[Point localization data]
□ □ □

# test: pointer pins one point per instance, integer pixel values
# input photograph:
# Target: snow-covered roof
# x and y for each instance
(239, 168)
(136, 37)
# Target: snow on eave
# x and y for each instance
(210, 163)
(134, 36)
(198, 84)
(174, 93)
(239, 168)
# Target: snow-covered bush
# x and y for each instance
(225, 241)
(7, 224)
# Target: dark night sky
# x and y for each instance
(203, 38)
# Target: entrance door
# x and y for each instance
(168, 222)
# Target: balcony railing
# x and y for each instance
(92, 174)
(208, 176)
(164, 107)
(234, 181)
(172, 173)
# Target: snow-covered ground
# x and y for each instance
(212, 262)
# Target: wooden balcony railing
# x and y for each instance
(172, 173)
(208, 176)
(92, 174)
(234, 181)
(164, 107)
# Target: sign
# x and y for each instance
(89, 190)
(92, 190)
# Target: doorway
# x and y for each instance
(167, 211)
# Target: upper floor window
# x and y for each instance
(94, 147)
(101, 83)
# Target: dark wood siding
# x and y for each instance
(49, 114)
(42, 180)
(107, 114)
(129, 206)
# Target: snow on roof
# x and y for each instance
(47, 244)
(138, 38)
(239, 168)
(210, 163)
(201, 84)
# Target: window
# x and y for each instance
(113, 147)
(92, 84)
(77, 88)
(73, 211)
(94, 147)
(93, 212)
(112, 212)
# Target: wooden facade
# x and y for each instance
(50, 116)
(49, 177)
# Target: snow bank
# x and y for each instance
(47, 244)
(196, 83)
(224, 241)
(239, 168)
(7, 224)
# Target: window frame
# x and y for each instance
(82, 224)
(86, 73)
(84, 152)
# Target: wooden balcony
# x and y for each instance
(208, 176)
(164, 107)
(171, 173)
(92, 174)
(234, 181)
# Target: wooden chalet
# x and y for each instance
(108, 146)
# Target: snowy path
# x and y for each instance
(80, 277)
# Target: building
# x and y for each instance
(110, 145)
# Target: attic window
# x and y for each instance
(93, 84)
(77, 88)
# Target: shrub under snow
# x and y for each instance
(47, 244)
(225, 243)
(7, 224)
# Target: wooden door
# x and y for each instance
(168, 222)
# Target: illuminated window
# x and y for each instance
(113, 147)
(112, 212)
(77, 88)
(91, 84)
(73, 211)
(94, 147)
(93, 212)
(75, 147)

□ □ □

Go through the entries and restate each one exactly.

# test: pointer pins one point per instance, integer pixel values
# input photograph:
# Target: snow-covered roof
# x and y for each instance
(239, 168)
(136, 37)
# Target: snow on eave
# x and y for each instance
(210, 163)
(134, 36)
(198, 84)
(174, 93)
(239, 168)
# Target: snow-covered bush
# x and y for each instance
(225, 241)
(7, 224)
# Target: dark night sky
# x and y for each instance
(203, 38)
# Target: entrance door
# x and y for each instance
(168, 222)
# Target: balcony railing
# x and y for each instance
(92, 174)
(208, 176)
(164, 107)
(234, 181)
(172, 173)
# Target: snow-covered ground
# x and y for each instance
(212, 262)
# Target: wooden balcony railing
# x and y for each instance
(172, 173)
(208, 176)
(92, 174)
(234, 181)
(164, 107)
# Target: sign
# x and y for each instance
(89, 190)
(92, 190)
# Target: doorway
# x and y for each instance
(167, 211)
# Target: upper floor window
# x and y for each instance
(94, 147)
(101, 83)
# Target: dark wood siding
# x and y for each instance
(49, 114)
(42, 180)
(107, 114)
(129, 206)
# Target: snow on roof
# x and y for each instance
(47, 244)
(138, 38)
(239, 168)
(210, 163)
(201, 84)
# Target: window
# x and y for each instance
(113, 147)
(92, 84)
(77, 88)
(73, 211)
(94, 147)
(93, 212)
(112, 212)
# Target: wooden facade
# x and y for each instance
(50, 116)
(49, 177)
# Target: snow bank
# x and y for each instance
(47, 244)
(196, 83)
(224, 241)
(239, 168)
(7, 224)
# Target: window frame
# x and y for each instance
(82, 224)
(86, 73)
(84, 152)
# Target: wooden balcony
# x and y for each instance
(208, 176)
(164, 107)
(171, 173)
(92, 174)
(234, 181)
# Target: wooden chalet
# x and y for each instance
(108, 146)
# Target: snowy path
# x and y for each instance
(80, 277)
# Target: building
# x and y for each instance
(110, 145)
# Target: attic window
# x and y for each instance
(93, 84)
(77, 88)
# Target: shrub under snow
# x and y for each instance
(47, 244)
(225, 243)
(7, 224)
# Target: wooden door
# x and y for each instance
(168, 222)
# Target: illuminated window
# x and y for each instance
(113, 147)
(112, 212)
(77, 88)
(91, 84)
(73, 211)
(94, 147)
(93, 212)
(75, 147)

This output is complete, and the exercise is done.